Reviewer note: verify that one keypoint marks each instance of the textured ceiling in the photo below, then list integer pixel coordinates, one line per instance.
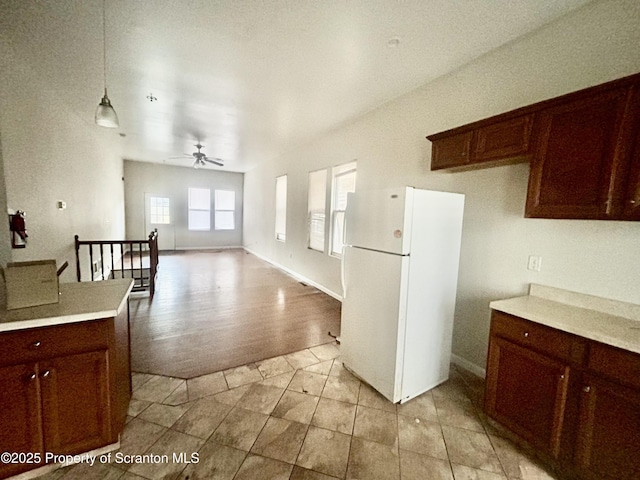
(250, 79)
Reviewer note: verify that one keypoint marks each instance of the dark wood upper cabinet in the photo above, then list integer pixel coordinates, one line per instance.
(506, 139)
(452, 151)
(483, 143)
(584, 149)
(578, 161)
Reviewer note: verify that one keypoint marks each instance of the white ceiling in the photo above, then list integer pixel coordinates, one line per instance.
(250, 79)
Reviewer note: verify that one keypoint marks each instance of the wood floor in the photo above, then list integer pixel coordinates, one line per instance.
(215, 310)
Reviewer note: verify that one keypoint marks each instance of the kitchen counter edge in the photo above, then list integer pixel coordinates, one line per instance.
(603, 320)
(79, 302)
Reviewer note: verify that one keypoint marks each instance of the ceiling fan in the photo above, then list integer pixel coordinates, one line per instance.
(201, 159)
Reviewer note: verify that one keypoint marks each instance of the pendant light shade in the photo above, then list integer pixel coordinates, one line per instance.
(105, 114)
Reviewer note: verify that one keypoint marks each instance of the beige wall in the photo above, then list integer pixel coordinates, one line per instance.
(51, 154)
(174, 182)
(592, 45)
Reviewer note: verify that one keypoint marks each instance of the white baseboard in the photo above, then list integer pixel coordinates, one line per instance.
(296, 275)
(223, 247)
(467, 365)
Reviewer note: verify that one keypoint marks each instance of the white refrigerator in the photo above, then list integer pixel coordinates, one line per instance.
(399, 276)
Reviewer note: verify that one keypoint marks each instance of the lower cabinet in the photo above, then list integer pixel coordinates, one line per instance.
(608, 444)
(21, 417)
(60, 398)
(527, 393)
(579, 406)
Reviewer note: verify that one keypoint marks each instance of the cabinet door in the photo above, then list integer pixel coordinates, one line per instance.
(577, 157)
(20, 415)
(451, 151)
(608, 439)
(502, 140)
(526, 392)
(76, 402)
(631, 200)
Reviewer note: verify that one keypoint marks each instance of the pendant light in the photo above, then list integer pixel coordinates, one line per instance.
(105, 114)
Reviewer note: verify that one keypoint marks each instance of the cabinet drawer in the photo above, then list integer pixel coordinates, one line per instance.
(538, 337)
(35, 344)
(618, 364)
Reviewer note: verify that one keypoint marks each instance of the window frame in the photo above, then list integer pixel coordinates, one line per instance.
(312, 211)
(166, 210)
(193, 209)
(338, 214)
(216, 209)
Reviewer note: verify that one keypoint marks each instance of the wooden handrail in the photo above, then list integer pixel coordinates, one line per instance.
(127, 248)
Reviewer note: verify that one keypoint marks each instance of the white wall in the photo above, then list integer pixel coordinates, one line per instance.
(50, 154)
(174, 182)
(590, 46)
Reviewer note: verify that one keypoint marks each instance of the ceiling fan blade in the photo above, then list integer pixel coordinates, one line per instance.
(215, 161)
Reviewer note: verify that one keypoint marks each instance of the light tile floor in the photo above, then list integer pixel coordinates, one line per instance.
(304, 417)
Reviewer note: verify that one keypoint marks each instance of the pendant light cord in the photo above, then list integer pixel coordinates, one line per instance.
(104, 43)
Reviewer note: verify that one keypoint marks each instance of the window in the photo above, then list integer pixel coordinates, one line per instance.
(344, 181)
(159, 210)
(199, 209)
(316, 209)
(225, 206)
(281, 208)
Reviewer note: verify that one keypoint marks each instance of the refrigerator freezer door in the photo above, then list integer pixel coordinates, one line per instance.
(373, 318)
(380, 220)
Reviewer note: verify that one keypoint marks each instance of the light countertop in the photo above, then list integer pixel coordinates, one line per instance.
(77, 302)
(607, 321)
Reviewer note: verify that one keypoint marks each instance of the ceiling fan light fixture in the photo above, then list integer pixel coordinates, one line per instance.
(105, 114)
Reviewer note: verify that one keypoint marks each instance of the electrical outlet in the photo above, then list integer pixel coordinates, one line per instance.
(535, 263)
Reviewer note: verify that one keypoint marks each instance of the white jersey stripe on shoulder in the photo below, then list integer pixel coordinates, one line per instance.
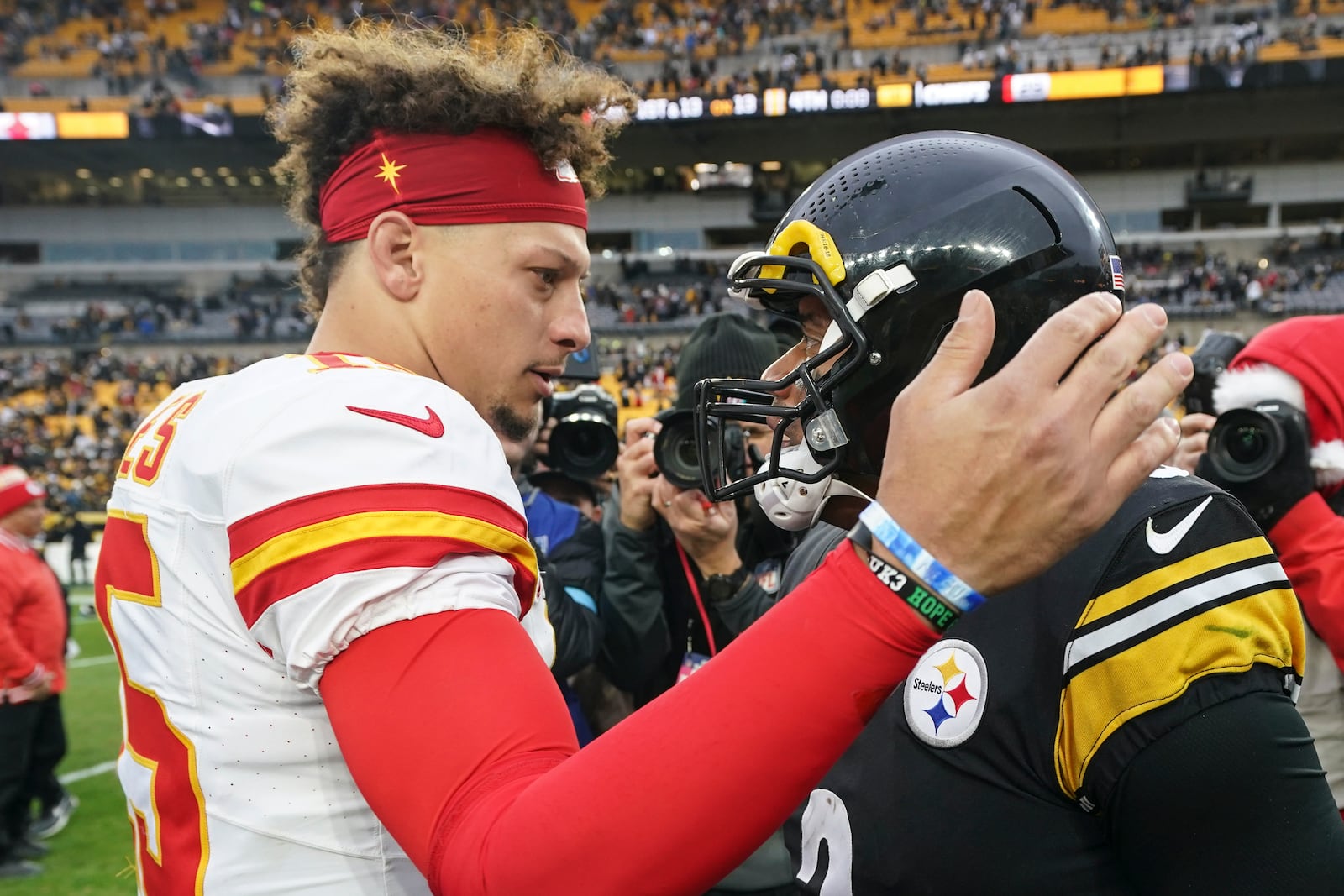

..............................

### WHAT TO WORK ON
Please repeat every line of the material above exactly and without its pictures.

### RESULT OF THE EXERCISE
Reviewer note: verify that one keypoint marks each instance of the textured ceiling in the photo below, then list integer pixel coordinates, one line per instance.
(250, 79)
Reviewer note: verify that one keypoint marks each instance of the dark wood upper cabinet in the photo above, then list integer pixel coordinates, one line per instance.
(506, 139)
(452, 151)
(483, 143)
(584, 149)
(578, 161)
Reviewer note: verify that one keypoint marks each instance of the white ceiling in the photo above, then list integer pixel coordinates, one line per instance.
(250, 79)
Reviewer note: verify that one keypoint marks each instance of the wood floor in the photo above, then list integer pixel coordinates, one line per instance.
(215, 310)
Reviewer note: verify that one keypoint marks each instance of the kitchen counter edge in the photo above, then list integer pixel coordinates, one line per instance.
(603, 320)
(79, 302)
Reviewer note: verify that one keypoint marks each instance of the ceiling fan in the photo above, then list integer pixel coordinates, one line per instance.
(201, 159)
Reviewer note: verify that one keypoint marks each instance of the pendant light shade in the photo above, then list integer pixel coordinates, one line per instance.
(105, 114)
Reviewer note: verify that one keypoint marks each instance of the beige wall in the photo above, then list integer pixel coordinates, one line per instance.
(51, 154)
(174, 182)
(592, 45)
Reviewer note: verify that one keypoint marks each instance of the white baseboard in the photo above, then list integer pixel coordinates, one line per instance.
(296, 275)
(223, 247)
(467, 365)
Reviewer note: verify that one keypoint marks each instance of the white refrigerator in the photo above, then list integer pixel coordinates, one line per instance.
(399, 276)
Reviewer note: verify that one keypoint marks each instance of the lower cabinet in the photo above, then list integer pixel coordinates, one line per instance.
(608, 444)
(21, 417)
(60, 398)
(527, 393)
(579, 406)
Reviewer note: verify that one keypoint marks each instance of the cabinet door in the photo above, then list integer pixel coordinates, one line per instance.
(577, 157)
(20, 415)
(451, 151)
(608, 439)
(502, 140)
(526, 392)
(76, 402)
(631, 200)
Reviewer note: verify that one keypoint marks each instance of the pendant light in the photo above, then list integer pixel coordinates, one line per instance.
(105, 114)
Reviewer note: verify that one keypoint marks each instance of the cabinet drawer in the photo above, then list integer pixel coordinates, one line per instance.
(538, 337)
(35, 344)
(618, 364)
Reviewer note: verify that one keypoint marks each instance of the window frame in the photo above, then list integer pixel coordinates, one line per instance.
(312, 211)
(166, 210)
(193, 209)
(338, 214)
(216, 209)
Reviewer note: verify that one keypoint marks each instance of the wooden handrail in the photo above, then list integer pixel coordinates, one line per instance.
(127, 248)
Reviewer note: verify that one keypoint marks each instance of the white wall in the photo above, then list integer pixel coordinates, one line per instance.
(50, 154)
(174, 182)
(590, 46)
Reviewer note: verify that one keypoint marks each instance of the ceiling fan blade in the photo above, then list integer pixel coordinates, one line per instance.
(215, 161)
Reviewer note: verify that one keypoint marks each instance of the light tile floor in the photo above, then list integer pixel coordinates, one line per instance.
(304, 417)
Reviewer note: verify that one keypoint marks each instance of the pendant light cord in the photo above, then list integer pixel coordinates, one line per instance.
(104, 43)
Reviewer note: verify that one keypoint marks each instance of the window in the photo above, then list integer pixel coordinates, one line per instance.
(344, 181)
(159, 210)
(199, 209)
(316, 209)
(225, 206)
(281, 208)
Reviewer note: verify that one keypoint marks each instance of the refrigerator freezer door in the photo above, then list integer pixel coordinates, one line per instance.
(373, 318)
(380, 220)
Reviewer note: verify that one keypoint marks each instance of the light countertop in the photo above, then list integer pixel coordinates, one line per instance.
(77, 302)
(607, 321)
Reviewer note: verify that one keypoint marks each instance of the ceiling fan light fixture in the photo above, then list integer pixel coordinates, one line per instance.
(105, 114)
Reviewer note: verify that one keypoint marks each instance of the electrical outlet in the photo above, then list integer pixel coordinates, one line per instance.
(535, 263)
Reviewer note: verify that one keypoint marks each instance of the white jersey stripe on shoulder in the photo below, then list integer pixel coordinates, one line per instance.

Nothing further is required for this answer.